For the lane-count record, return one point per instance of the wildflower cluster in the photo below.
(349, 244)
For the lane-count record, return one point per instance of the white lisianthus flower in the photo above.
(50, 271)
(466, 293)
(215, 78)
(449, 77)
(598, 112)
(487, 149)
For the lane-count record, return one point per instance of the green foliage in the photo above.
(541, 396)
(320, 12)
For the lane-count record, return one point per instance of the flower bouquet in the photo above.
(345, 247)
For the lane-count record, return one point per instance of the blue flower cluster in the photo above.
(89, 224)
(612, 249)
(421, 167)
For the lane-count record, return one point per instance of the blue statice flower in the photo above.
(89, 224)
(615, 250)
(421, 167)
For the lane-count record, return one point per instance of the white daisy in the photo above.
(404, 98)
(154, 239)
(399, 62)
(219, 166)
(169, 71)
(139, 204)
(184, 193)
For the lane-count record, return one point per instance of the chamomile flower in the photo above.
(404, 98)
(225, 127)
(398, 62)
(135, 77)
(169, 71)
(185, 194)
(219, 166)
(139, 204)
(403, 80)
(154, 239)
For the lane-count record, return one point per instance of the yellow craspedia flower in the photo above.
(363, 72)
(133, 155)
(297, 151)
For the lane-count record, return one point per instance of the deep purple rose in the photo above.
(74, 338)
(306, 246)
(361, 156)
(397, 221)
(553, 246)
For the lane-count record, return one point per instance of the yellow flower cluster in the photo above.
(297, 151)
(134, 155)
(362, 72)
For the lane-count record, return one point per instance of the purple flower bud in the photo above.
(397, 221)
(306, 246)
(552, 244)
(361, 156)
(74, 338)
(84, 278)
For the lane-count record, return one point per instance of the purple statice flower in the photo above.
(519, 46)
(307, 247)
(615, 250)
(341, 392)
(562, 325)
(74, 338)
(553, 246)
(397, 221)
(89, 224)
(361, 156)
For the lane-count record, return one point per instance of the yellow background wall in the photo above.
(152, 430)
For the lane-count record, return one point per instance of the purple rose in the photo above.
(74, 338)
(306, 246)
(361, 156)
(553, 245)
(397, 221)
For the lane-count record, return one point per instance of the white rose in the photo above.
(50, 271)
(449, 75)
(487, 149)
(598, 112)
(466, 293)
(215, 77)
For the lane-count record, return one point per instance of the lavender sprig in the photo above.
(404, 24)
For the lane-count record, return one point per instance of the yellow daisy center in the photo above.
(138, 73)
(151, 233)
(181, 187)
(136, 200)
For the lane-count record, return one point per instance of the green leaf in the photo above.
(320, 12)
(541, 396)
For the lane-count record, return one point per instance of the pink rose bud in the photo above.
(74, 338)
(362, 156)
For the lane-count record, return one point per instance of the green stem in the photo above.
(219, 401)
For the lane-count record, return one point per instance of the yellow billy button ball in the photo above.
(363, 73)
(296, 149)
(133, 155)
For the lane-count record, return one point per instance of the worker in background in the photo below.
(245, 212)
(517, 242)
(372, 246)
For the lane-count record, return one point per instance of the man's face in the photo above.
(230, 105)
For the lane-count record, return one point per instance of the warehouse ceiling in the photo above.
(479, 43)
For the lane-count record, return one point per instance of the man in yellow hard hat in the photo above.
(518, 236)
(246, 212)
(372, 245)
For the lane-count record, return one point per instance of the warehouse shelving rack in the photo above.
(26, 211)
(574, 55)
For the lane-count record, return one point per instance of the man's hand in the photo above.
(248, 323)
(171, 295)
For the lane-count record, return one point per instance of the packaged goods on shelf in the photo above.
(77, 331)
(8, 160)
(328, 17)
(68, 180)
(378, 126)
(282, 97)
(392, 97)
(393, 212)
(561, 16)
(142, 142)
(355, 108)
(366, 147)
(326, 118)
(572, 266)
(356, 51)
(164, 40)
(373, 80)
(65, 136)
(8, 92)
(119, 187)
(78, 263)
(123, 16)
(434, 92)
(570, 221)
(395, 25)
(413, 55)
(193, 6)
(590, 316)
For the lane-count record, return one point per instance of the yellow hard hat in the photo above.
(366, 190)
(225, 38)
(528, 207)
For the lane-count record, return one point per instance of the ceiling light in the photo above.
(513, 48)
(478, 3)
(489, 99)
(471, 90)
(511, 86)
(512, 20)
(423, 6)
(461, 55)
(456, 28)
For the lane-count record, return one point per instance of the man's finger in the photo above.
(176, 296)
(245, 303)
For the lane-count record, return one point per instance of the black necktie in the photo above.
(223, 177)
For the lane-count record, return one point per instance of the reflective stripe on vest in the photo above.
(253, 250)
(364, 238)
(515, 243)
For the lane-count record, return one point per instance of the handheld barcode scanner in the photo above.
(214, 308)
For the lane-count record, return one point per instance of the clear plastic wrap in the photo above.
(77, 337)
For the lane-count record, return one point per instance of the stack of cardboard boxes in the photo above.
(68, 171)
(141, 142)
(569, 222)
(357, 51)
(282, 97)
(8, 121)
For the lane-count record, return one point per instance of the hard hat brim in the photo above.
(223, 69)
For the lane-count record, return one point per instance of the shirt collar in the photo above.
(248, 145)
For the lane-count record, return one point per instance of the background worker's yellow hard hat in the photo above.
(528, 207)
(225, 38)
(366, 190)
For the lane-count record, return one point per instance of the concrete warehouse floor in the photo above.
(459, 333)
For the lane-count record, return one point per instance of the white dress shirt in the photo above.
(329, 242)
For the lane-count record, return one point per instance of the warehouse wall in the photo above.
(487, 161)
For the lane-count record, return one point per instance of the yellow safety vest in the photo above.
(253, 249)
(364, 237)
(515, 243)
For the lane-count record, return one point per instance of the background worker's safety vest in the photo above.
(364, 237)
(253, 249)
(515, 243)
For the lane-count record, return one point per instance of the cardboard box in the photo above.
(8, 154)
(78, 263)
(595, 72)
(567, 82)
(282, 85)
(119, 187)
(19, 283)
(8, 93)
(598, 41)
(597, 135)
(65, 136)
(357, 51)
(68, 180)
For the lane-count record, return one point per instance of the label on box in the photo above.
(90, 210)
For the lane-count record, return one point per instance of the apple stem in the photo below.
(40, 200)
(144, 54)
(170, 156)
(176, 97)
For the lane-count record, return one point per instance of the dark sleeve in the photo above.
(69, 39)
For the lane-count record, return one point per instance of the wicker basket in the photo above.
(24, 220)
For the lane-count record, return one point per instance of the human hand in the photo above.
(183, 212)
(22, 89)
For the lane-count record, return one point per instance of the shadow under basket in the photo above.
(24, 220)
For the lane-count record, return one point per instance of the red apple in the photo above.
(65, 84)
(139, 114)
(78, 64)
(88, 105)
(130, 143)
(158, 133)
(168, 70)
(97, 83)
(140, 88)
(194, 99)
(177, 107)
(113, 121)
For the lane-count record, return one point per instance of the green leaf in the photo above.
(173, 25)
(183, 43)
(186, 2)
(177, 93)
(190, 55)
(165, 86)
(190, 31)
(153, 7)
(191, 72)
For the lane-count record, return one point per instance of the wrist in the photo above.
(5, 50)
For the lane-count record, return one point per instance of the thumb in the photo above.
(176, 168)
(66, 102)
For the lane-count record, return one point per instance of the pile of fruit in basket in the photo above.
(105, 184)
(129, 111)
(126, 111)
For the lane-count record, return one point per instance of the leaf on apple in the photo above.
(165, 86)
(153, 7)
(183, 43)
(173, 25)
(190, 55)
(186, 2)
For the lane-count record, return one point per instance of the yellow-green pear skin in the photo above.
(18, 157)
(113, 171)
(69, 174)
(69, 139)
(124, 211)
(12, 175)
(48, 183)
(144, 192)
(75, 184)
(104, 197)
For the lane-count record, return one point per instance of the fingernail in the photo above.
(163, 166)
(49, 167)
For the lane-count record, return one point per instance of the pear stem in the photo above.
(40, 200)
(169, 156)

● ● ● ● ●

STATED PROBLEM — Reproduce the full listing exactly.

CORRECT ANSWER —
For the lane-count record, return one point per instance of the wildflower cluster in the photo below.
(349, 244)
For the lane-count record, return one point per instance of the white lisianthus flower in the photo above.
(50, 271)
(466, 293)
(215, 78)
(449, 77)
(598, 112)
(487, 149)
For the lane-count record, return one point per instance of the green foliage in the photo above.
(541, 396)
(320, 12)
For the lane-count record, return one point per instance of the flower bouquet in the photo above.
(345, 247)
For the lane-count record, return one point per instance of the blue flower cluster in the photo above.
(89, 224)
(612, 249)
(421, 167)
For the lane-count record, return one point per instance of the blue statice flower in the photo above.
(89, 224)
(615, 250)
(421, 167)
For the lane-count record, return one point per instance of the white daisy in the photo above.
(404, 98)
(154, 239)
(399, 62)
(219, 166)
(169, 71)
(139, 204)
(184, 193)
For the lane-count record, return one point per instance of the chamomile flower in the photo above.
(404, 98)
(225, 127)
(398, 62)
(135, 77)
(169, 71)
(185, 194)
(219, 166)
(139, 204)
(403, 80)
(154, 239)
For the lane-count record, return one point per instance of the yellow craspedia flower in the photo above.
(363, 72)
(133, 155)
(297, 151)
For the lane-count record, return one point per instance of the deep purple rose in the photo above.
(74, 338)
(306, 246)
(361, 156)
(397, 221)
(553, 246)
For the lane-count record, return one point per instance of the yellow flower cluster in the photo above.
(297, 151)
(134, 155)
(362, 72)
For the lane-count record, return one point per instance of the purple flower bud in the photo above.
(397, 221)
(306, 246)
(552, 244)
(361, 156)
(74, 338)
(84, 278)
For the lane-count record, return one point per instance of the purple statice flower in the photo above.
(519, 46)
(307, 247)
(615, 250)
(341, 392)
(562, 325)
(74, 338)
(553, 246)
(397, 221)
(89, 224)
(361, 156)
For the lane-count record, return one point per instance of the yellow background wall in the photo above.
(152, 430)
For the lane-count record, return one point per instance of the purple rose in the photo above.
(74, 338)
(306, 246)
(361, 156)
(553, 245)
(397, 221)
For the lane-count record, return one point per instance of the white rose in the photo above.
(50, 271)
(449, 75)
(487, 149)
(598, 112)
(466, 293)
(215, 77)
For the lane-count record, return one point per instance of the lavender sprig in the photo above.
(404, 24)
For the lane-count record, return one point per instance of the yellow daisy center in the photo above.
(138, 73)
(151, 233)
(181, 187)
(136, 200)
For the lane-count record, return one point per instance of the green leaf in the photo above.
(320, 12)
(541, 396)
For the lane-count record, return one point per instance of the pink rose bud in the photo above.
(74, 338)
(362, 156)
For the lane-count record, return one point per instance of the green stem in the photo above.
(219, 401)
For the lane-count record, return one point per instance of the yellow billy button ball in the photo above.
(363, 73)
(296, 149)
(133, 155)
For the lane-count record, return one point per instance of the worker in background in the photo below.
(245, 212)
(517, 242)
(372, 246)
For the lane-count record, return one point per instance of the man's face in the photo above.
(230, 105)
For the lane-count record, return one point per instance of the warehouse ceiling in the photo above.
(479, 43)
For the lane-count record, return one point per instance of the man in yellow hard hat in the photo above.
(518, 236)
(246, 212)
(372, 245)
For the lane-count record, return one point per instance of the warehouse shelving rack in the photo above.
(26, 211)
(574, 55)
For the lane-count record, return one point per instance of the man's hand in the photo above.
(248, 323)
(171, 295)
For the lane-count record, return one point per instance of the packaged goods on shelf in the photo above.
(77, 331)
(8, 160)
(328, 17)
(68, 180)
(378, 126)
(282, 97)
(392, 97)
(393, 212)
(561, 16)
(142, 142)
(355, 108)
(366, 147)
(326, 118)
(572, 266)
(356, 51)
(164, 40)
(373, 80)
(65, 136)
(8, 92)
(119, 187)
(78, 263)
(123, 16)
(434, 92)
(570, 221)
(395, 25)
(413, 55)
(193, 6)
(590, 316)
For the lane-count record, return one point per instance of the yellow hard hat in the photo above.
(366, 190)
(225, 38)
(528, 207)
For the lane-count record, return one point per instance of the ceiling light in the photo above.
(513, 48)
(478, 3)
(489, 99)
(471, 90)
(511, 86)
(512, 20)
(423, 6)
(461, 55)
(456, 28)
For the lane-count record, return one point per instance of the man's finger in the photo above.
(176, 296)
(245, 303)
For the lane-count record, return one point per instance of the black necktie in the photo above.
(223, 177)
For the lane-count record, return one point per instance of the reflective stripe on vest in the photo above.
(253, 250)
(364, 238)
(515, 243)
For the lane-count record, return one point per instance of the handheld barcode scanner in the photo above.
(214, 308)
For the lane-count record, return one point per instance of the clear plastic wrap in the photo above.
(77, 337)
For the lane-count record, return one point per instance of the stack of cardboard boxes in the photo above.
(68, 171)
(141, 142)
(569, 222)
(357, 51)
(282, 97)
(8, 121)
For the lane-count record, return one point per instance of the hard hat brim in the photo above.
(223, 69)
For the lane-count record, return one point per instance of the shirt collar in the photo above.
(248, 145)
For the lane-count record, return one point per instance of the background worker's yellow hard hat in the photo above.
(528, 207)
(225, 38)
(366, 190)
For the lane-count record, return one point per instance of the concrete warehouse floor in the photo above.
(459, 333)
For the lane-count record, return one point per instance of the white dress shirt in the photo above.
(329, 242)
For the lane-count record, return one point per instance of the warehouse wall in the photo above.
(487, 161)
For the lane-count record, return one point per instance of the yellow safety vest in the photo above.
(253, 249)
(364, 237)
(515, 243)
For the lane-count record, return one point per instance of the background worker's safety vest in the photo above.
(364, 237)
(253, 249)
(515, 243)
For the lane-count record, return one point per instance of the cardboard box in the photo above.
(8, 154)
(78, 263)
(595, 72)
(567, 82)
(282, 85)
(119, 187)
(19, 283)
(8, 93)
(598, 41)
(597, 135)
(65, 136)
(357, 51)
(68, 180)
For the lane-count record, return one point per instance of the label on box in the photo above.
(90, 210)
For the lane-count record, return one point per instance of the apple stem in the photo below.
(40, 200)
(144, 54)
(170, 156)
(176, 97)
For the lane-count record, return one point per instance of the dark sleeve in the photo above.
(69, 39)
For the lane-count record, return one point per instance of the wicker basket in the photo above.
(24, 220)
For the lane-count record, return one point per instance of the human hand in the photo above.
(183, 212)
(22, 89)
For the lane-count record, return one point per instance of the shadow under basket in the photo above.
(24, 220)
For the lane-count record, return one point per instance of the red apple in the photo above.
(65, 84)
(139, 114)
(78, 64)
(88, 105)
(130, 143)
(158, 133)
(168, 70)
(97, 83)
(140, 88)
(194, 99)
(177, 107)
(113, 121)
For the lane-count record, return one point per instance of the green leaf in the photo above.
(173, 25)
(183, 43)
(186, 2)
(177, 93)
(190, 55)
(165, 86)
(190, 31)
(153, 7)
(191, 72)
For the lane-count record, return one point per instance of the wrist in the photo above.
(5, 50)
For the lane-count record, return one point per instance of the thumb in the photo above.
(176, 168)
(66, 102)
For the lane-count record, return one point per instance of the pile of fruit in basket in the photo above.
(105, 184)
(129, 111)
(126, 111)
For the lane-count record, return one point per instance of the leaf on apple in the photo above.
(165, 86)
(153, 7)
(183, 43)
(173, 25)
(190, 55)
(186, 2)
For the lane-count record, return one point per instance of the yellow-green pear skin in the photo above.
(18, 157)
(113, 171)
(69, 174)
(69, 139)
(124, 211)
(12, 175)
(48, 183)
(144, 192)
(75, 184)
(104, 197)
For the lane-count record, return one point per instance of the fingernail in the photo above.
(163, 166)
(49, 167)
For the lane-count record, return one point per instance of the pear stem in the photo above.
(40, 200)
(169, 156)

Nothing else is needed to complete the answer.